EXCERPTED RECORDS:
★ ★ ★

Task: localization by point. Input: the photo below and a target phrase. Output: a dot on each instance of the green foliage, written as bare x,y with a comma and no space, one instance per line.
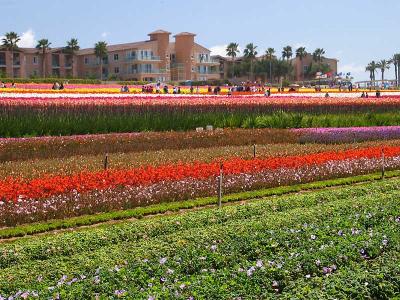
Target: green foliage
340,244
50,80
26,121
140,212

★ ★ ★

THE PROBLEM: Your answer must be every record above, word for word, with no pictures.

REPLY TO THE EXERCISE:
Task: localization by point. Input: the photo below and a target phrase. Output: a dot on each instance of the green foliage, written as bare x,y with a comma and no space, one instance per line.
Target: green foliage
340,244
50,80
26,121
140,212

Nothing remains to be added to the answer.